** PROBLEM TO WORK ON **
Can you reproduce, character for character, the rows from the line containing "target: dog nostril" through the end of the rows, with both ends included and the pictures left out?
_ _ _
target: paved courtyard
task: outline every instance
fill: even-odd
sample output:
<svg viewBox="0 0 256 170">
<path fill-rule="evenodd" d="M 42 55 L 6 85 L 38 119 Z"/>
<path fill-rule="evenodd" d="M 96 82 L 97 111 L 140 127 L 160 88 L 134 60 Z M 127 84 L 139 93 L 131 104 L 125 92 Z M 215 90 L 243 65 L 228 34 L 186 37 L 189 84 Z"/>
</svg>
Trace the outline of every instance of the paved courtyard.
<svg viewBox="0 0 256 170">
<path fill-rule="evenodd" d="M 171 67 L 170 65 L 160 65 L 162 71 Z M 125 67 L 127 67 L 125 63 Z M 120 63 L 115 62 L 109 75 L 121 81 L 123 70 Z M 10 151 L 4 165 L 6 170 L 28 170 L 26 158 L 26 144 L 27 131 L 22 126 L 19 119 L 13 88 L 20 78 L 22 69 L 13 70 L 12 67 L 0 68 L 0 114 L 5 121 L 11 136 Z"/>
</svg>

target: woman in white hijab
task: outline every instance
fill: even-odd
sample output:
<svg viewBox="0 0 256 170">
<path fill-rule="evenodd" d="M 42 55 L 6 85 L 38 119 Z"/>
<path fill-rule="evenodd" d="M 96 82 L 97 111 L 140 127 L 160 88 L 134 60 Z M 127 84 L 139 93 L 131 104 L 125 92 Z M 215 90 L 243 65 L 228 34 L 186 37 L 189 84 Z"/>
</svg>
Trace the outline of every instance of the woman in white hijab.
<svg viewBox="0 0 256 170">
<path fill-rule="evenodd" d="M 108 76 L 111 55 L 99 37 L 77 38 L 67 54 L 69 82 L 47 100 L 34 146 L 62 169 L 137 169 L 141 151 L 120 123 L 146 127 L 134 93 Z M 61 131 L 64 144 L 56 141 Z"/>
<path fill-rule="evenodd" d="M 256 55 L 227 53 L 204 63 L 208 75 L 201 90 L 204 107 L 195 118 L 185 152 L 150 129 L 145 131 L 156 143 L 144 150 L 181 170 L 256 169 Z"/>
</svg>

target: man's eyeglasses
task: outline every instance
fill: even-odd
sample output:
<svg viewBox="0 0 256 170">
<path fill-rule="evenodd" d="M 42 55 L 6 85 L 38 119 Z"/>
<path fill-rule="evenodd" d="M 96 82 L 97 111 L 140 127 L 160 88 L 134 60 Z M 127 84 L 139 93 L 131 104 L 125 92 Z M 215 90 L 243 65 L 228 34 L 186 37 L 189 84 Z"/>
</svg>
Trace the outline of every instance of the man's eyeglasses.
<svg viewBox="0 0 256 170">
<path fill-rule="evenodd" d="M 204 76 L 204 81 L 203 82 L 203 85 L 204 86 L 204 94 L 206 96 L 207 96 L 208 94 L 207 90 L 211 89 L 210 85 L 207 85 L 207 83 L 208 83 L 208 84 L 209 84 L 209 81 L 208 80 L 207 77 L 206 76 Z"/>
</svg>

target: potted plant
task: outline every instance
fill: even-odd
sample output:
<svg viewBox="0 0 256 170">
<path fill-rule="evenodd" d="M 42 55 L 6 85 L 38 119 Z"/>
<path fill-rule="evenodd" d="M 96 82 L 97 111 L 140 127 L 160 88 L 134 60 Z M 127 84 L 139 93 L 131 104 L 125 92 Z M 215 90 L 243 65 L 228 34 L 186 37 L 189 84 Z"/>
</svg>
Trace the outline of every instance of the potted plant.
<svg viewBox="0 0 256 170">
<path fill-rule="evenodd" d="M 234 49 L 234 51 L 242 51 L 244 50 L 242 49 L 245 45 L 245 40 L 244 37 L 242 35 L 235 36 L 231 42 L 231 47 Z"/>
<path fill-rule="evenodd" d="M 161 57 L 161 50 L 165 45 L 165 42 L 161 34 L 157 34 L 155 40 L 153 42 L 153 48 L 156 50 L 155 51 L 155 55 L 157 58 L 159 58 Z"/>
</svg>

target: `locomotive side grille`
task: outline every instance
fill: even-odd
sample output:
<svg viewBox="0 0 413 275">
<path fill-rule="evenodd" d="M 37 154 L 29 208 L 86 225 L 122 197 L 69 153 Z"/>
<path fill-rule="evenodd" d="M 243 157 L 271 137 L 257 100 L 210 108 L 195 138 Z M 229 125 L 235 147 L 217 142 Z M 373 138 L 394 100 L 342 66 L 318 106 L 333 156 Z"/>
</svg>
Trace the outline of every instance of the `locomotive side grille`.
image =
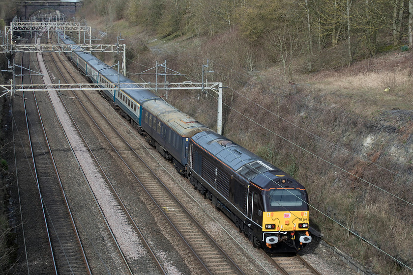
<svg viewBox="0 0 413 275">
<path fill-rule="evenodd" d="M 248 191 L 244 192 L 244 214 L 247 215 L 247 200 L 248 198 Z"/>
<path fill-rule="evenodd" d="M 227 198 L 230 197 L 230 176 L 226 173 L 218 170 L 216 175 L 217 189 Z"/>
<path fill-rule="evenodd" d="M 230 176 L 219 170 L 206 158 L 202 162 L 202 177 L 227 198 L 230 197 Z"/>
<path fill-rule="evenodd" d="M 206 181 L 212 184 L 212 186 L 215 185 L 215 167 L 206 159 L 204 158 L 202 162 L 202 175 L 203 178 Z"/>
</svg>

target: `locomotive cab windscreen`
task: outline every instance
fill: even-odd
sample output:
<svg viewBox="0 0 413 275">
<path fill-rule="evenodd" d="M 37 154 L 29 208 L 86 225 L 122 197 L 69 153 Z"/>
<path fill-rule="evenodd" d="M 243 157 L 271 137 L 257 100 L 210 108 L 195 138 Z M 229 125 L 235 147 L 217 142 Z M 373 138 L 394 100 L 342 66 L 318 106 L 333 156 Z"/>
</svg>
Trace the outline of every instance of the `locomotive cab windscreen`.
<svg viewBox="0 0 413 275">
<path fill-rule="evenodd" d="M 271 189 L 268 192 L 267 211 L 306 210 L 305 193 L 298 189 Z"/>
</svg>

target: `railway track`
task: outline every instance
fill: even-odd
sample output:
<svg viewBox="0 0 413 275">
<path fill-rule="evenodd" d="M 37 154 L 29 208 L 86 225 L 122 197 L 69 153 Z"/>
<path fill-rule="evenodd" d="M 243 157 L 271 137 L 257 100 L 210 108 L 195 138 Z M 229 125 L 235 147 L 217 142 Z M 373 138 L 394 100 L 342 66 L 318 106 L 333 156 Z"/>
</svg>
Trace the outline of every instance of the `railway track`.
<svg viewBox="0 0 413 275">
<path fill-rule="evenodd" d="M 149 168 L 136 151 L 132 149 L 133 146 L 123 139 L 103 115 L 88 95 L 85 93 L 74 93 L 72 95 L 89 114 L 89 118 L 93 120 L 106 141 L 125 163 L 136 181 L 152 199 L 160 213 L 193 253 L 205 272 L 210 274 L 243 274 Z M 139 214 L 131 218 L 139 220 Z M 153 245 L 155 247 L 162 246 L 162 244 Z"/>
<path fill-rule="evenodd" d="M 321 275 L 299 255 L 295 253 L 266 255 L 282 275 Z"/>
<path fill-rule="evenodd" d="M 30 56 L 27 54 L 22 58 L 22 67 L 29 70 Z M 22 69 L 22 75 L 30 73 L 30 71 L 24 72 Z M 23 77 L 22 81 L 33 82 L 31 76 Z M 34 174 L 43 209 L 54 269 L 59 274 L 90 274 L 46 134 L 36 95 L 26 92 L 23 96 L 25 99 Z"/>
</svg>

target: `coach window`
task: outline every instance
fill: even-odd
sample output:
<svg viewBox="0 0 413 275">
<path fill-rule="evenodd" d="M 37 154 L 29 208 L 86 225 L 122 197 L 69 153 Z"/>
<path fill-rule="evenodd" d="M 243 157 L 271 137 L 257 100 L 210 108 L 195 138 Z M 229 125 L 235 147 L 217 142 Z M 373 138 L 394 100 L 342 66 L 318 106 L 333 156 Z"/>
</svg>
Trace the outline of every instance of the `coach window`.
<svg viewBox="0 0 413 275">
<path fill-rule="evenodd" d="M 161 121 L 160 120 L 158 120 L 158 128 L 156 129 L 156 132 L 158 132 L 158 134 L 161 134 Z"/>
</svg>

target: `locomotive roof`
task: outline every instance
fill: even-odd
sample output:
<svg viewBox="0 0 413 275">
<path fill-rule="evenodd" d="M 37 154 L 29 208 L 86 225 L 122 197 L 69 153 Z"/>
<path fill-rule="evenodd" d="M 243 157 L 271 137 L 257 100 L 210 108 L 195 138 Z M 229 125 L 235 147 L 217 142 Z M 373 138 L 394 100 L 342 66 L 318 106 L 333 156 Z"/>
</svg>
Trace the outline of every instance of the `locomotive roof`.
<svg viewBox="0 0 413 275">
<path fill-rule="evenodd" d="M 147 101 L 142 105 L 182 137 L 190 138 L 199 132 L 211 131 L 159 97 Z"/>
<path fill-rule="evenodd" d="M 212 131 L 203 132 L 194 135 L 192 139 L 228 167 L 263 189 L 302 188 L 288 174 L 223 136 Z M 285 183 L 281 181 L 282 179 L 285 180 Z"/>
</svg>

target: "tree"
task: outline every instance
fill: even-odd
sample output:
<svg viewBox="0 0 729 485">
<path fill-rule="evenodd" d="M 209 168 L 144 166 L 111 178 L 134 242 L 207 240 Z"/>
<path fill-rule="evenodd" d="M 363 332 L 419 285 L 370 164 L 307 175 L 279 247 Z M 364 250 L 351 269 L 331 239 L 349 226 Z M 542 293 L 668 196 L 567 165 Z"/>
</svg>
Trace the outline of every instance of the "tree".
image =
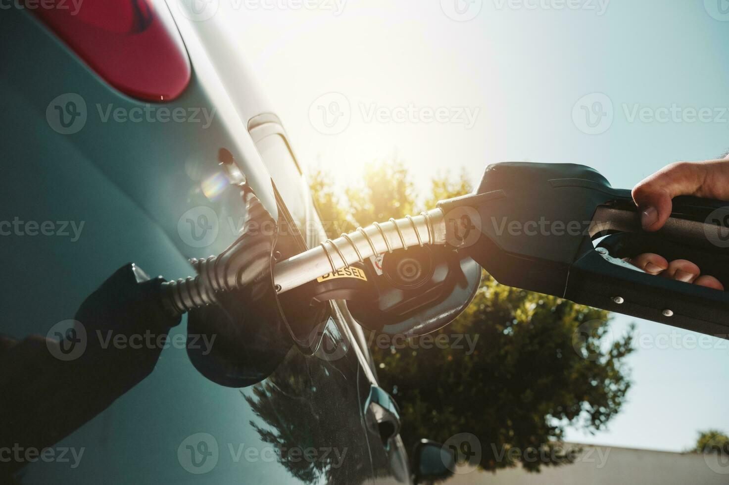
<svg viewBox="0 0 729 485">
<path fill-rule="evenodd" d="M 694 451 L 696 453 L 729 454 L 729 436 L 717 430 L 699 431 Z"/>
<path fill-rule="evenodd" d="M 415 212 L 401 163 L 372 164 L 365 173 L 362 186 L 346 191 L 352 219 L 367 225 Z M 470 190 L 464 172 L 455 179 L 446 173 L 433 179 L 426 206 Z M 315 187 L 324 212 L 332 202 L 327 193 Z M 417 341 L 383 349 L 370 338 L 381 385 L 399 406 L 408 449 L 424 437 L 443 443 L 471 433 L 485 470 L 521 463 L 538 471 L 569 462 L 574 453 L 558 445 L 566 427 L 604 429 L 631 386 L 625 357 L 632 352 L 632 328 L 611 342 L 607 311 L 503 287 L 486 273 L 473 303 L 437 333 L 461 335 L 473 352 Z"/>
</svg>

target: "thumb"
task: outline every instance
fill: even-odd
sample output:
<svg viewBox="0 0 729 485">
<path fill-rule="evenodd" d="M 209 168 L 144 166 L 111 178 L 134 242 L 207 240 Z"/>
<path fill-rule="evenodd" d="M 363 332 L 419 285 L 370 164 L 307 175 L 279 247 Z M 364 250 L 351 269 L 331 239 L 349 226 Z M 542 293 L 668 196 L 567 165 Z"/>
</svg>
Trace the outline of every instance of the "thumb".
<svg viewBox="0 0 729 485">
<path fill-rule="evenodd" d="M 711 162 L 725 160 L 710 160 Z M 677 162 L 644 179 L 633 189 L 643 229 L 660 229 L 671 217 L 671 199 L 677 195 L 712 196 L 704 190 L 706 163 Z M 715 196 L 715 195 L 713 195 Z"/>
</svg>

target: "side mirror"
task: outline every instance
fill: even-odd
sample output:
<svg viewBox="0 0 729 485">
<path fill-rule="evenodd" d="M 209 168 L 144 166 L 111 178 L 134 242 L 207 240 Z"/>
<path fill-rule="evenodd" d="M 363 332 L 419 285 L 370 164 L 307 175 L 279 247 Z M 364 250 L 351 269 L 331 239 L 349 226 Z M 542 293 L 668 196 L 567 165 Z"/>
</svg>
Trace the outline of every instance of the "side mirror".
<svg viewBox="0 0 729 485">
<path fill-rule="evenodd" d="M 456 457 L 440 443 L 421 440 L 413 450 L 414 484 L 445 480 L 456 469 Z"/>
</svg>

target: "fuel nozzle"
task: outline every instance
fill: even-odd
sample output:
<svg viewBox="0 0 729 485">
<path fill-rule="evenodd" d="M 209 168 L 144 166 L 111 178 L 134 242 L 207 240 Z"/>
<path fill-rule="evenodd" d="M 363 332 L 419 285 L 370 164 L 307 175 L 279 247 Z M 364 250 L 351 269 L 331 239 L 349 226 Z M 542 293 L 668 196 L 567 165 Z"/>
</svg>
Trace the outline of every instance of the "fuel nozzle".
<svg viewBox="0 0 729 485">
<path fill-rule="evenodd" d="M 254 194 L 249 193 L 246 198 L 249 220 L 270 217 Z M 174 314 L 181 314 L 214 303 L 217 293 L 235 291 L 249 284 L 252 278 L 263 271 L 262 265 L 270 264 L 267 254 L 269 248 L 265 244 L 257 244 L 255 238 L 244 225 L 238 239 L 219 255 L 191 260 L 196 276 L 163 285 L 165 307 Z M 336 239 L 327 239 L 316 247 L 276 263 L 273 287 L 281 295 L 356 263 L 364 263 L 372 256 L 445 243 L 445 223 L 440 209 L 375 222 Z"/>
</svg>

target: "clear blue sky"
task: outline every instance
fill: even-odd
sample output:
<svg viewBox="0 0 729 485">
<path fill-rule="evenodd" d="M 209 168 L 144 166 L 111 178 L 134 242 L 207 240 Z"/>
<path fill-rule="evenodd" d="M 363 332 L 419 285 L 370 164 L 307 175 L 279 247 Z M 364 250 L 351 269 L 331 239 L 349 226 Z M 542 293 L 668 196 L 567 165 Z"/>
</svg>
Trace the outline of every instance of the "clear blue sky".
<svg viewBox="0 0 729 485">
<path fill-rule="evenodd" d="M 464 166 L 476 181 L 487 163 L 520 160 L 590 165 L 625 188 L 669 162 L 729 149 L 729 14 L 717 8 L 726 0 L 339 0 L 339 15 L 325 8 L 334 0 L 313 9 L 219 1 L 299 158 L 338 182 L 397 154 L 422 190 L 434 171 Z M 456 1 L 473 18 L 453 20 Z M 349 123 L 325 135 L 310 108 L 331 92 L 348 102 Z M 580 99 L 588 110 L 603 100 L 612 125 L 590 128 Z M 410 104 L 414 123 L 368 117 Z M 426 123 L 424 110 L 438 107 L 478 112 L 472 126 Z M 617 318 L 615 331 L 630 321 Z M 568 438 L 681 450 L 699 429 L 729 432 L 729 344 L 636 324 L 647 336 L 630 359 L 623 412 L 607 431 Z"/>
</svg>

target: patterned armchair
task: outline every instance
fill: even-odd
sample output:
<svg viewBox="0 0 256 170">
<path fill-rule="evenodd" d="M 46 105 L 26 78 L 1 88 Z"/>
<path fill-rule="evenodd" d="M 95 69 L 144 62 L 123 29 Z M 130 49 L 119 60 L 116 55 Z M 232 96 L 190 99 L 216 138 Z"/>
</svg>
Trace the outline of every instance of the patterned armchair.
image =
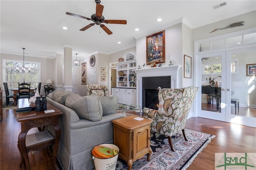
<svg viewBox="0 0 256 170">
<path fill-rule="evenodd" d="M 185 124 L 192 103 L 199 88 L 189 86 L 181 89 L 162 89 L 158 92 L 158 110 L 144 108 L 144 117 L 153 121 L 151 130 L 167 136 L 172 150 L 174 151 L 171 137 L 182 130 L 184 138 Z"/>
<path fill-rule="evenodd" d="M 108 89 L 107 85 L 92 84 L 86 85 L 86 86 L 87 89 L 87 95 L 94 94 L 98 96 L 108 96 Z"/>
</svg>

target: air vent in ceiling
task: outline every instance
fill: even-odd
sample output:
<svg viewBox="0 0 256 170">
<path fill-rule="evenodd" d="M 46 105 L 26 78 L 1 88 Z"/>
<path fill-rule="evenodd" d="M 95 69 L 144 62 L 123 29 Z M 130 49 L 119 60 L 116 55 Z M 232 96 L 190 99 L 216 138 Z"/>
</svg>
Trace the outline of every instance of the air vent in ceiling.
<svg viewBox="0 0 256 170">
<path fill-rule="evenodd" d="M 221 3 L 220 4 L 219 4 L 217 5 L 214 5 L 214 6 L 212 6 L 213 10 L 215 10 L 217 8 L 219 8 L 222 7 L 223 6 L 225 6 L 227 4 L 227 2 L 225 1 L 224 2 Z"/>
</svg>

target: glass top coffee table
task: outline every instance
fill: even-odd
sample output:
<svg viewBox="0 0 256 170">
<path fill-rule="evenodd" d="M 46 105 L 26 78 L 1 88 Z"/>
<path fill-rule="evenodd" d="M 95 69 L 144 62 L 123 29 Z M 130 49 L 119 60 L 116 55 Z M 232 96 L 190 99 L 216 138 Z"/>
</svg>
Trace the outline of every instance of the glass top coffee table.
<svg viewBox="0 0 256 170">
<path fill-rule="evenodd" d="M 117 110 L 123 111 L 125 113 L 126 111 L 140 111 L 140 117 L 141 117 L 141 109 L 142 107 L 133 104 L 124 103 L 123 103 L 117 102 Z"/>
</svg>

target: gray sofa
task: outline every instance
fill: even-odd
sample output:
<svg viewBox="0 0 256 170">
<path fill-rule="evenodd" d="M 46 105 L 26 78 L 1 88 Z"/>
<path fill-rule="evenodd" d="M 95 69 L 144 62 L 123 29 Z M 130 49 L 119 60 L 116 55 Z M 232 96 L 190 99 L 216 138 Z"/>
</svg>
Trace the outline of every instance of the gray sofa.
<svg viewBox="0 0 256 170">
<path fill-rule="evenodd" d="M 96 99 L 98 99 L 98 103 Z M 125 114 L 116 113 L 116 97 L 80 97 L 71 92 L 55 91 L 47 96 L 47 100 L 63 113 L 59 118 L 62 133 L 58 155 L 64 168 L 75 170 L 93 168 L 92 150 L 94 147 L 103 143 L 113 143 L 111 121 L 126 116 Z M 115 102 L 115 107 L 113 104 L 110 105 L 110 103 Z M 90 115 L 90 112 L 95 110 L 94 115 Z M 114 114 L 104 111 L 114 110 Z M 81 111 L 84 111 L 82 114 L 87 112 L 89 116 L 83 118 L 81 113 L 78 114 L 76 113 Z M 97 117 L 95 115 L 100 116 Z M 88 120 L 90 119 L 92 121 Z M 55 134 L 52 127 L 49 126 L 46 128 Z"/>
</svg>

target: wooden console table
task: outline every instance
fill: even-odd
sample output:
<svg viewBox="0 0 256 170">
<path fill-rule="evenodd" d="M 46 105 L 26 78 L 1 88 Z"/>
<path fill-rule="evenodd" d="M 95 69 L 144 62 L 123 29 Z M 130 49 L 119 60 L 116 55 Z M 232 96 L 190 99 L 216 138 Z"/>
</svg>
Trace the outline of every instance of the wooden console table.
<svg viewBox="0 0 256 170">
<path fill-rule="evenodd" d="M 114 144 L 119 148 L 119 157 L 127 162 L 131 170 L 132 163 L 148 154 L 148 161 L 152 153 L 150 148 L 150 124 L 146 118 L 137 121 L 130 116 L 112 121 L 114 124 Z"/>
<path fill-rule="evenodd" d="M 21 101 L 19 101 L 20 100 Z M 26 102 L 24 102 L 24 100 L 28 99 L 19 99 L 18 103 L 20 101 L 26 104 Z M 21 107 L 20 108 L 24 107 L 22 106 L 22 105 L 18 104 L 18 106 Z M 61 129 L 58 124 L 58 117 L 62 115 L 63 113 L 48 103 L 47 103 L 47 109 L 53 109 L 55 111 L 45 113 L 43 111 L 36 112 L 35 111 L 16 113 L 17 121 L 20 122 L 21 125 L 21 131 L 19 134 L 18 144 L 22 160 L 20 166 L 21 168 L 24 164 L 26 170 L 30 169 L 28 153 L 32 150 L 41 150 L 46 148 L 49 145 L 53 145 L 52 159 L 54 167 L 56 170 L 59 169 L 57 165 L 56 156 Z M 54 127 L 55 130 L 55 138 L 47 130 L 27 135 L 28 132 L 31 128 L 43 128 L 46 125 L 51 125 Z M 37 140 L 35 140 L 35 138 L 37 139 Z"/>
</svg>

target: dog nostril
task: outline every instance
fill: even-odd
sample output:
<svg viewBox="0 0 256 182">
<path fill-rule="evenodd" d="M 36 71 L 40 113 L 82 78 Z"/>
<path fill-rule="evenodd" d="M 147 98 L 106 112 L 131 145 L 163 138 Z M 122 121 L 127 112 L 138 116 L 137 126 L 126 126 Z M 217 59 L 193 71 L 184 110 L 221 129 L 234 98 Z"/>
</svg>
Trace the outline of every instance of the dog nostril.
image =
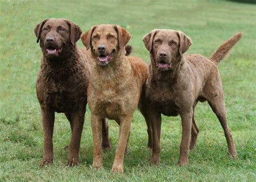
_ _ _
** EXERCISE RESULT **
target: dog nostril
task: outline every instance
fill: even-odd
sample output:
<svg viewBox="0 0 256 182">
<path fill-rule="evenodd" d="M 36 71 L 40 113 L 82 78 Z"/>
<path fill-rule="evenodd" d="M 147 98 L 106 112 L 131 145 L 163 138 Z M 122 121 L 127 112 L 138 116 L 137 126 L 126 126 Z M 217 59 L 193 71 L 184 110 L 221 129 L 234 98 Z"/>
</svg>
Trace the outline of every instance of the dog nostril.
image =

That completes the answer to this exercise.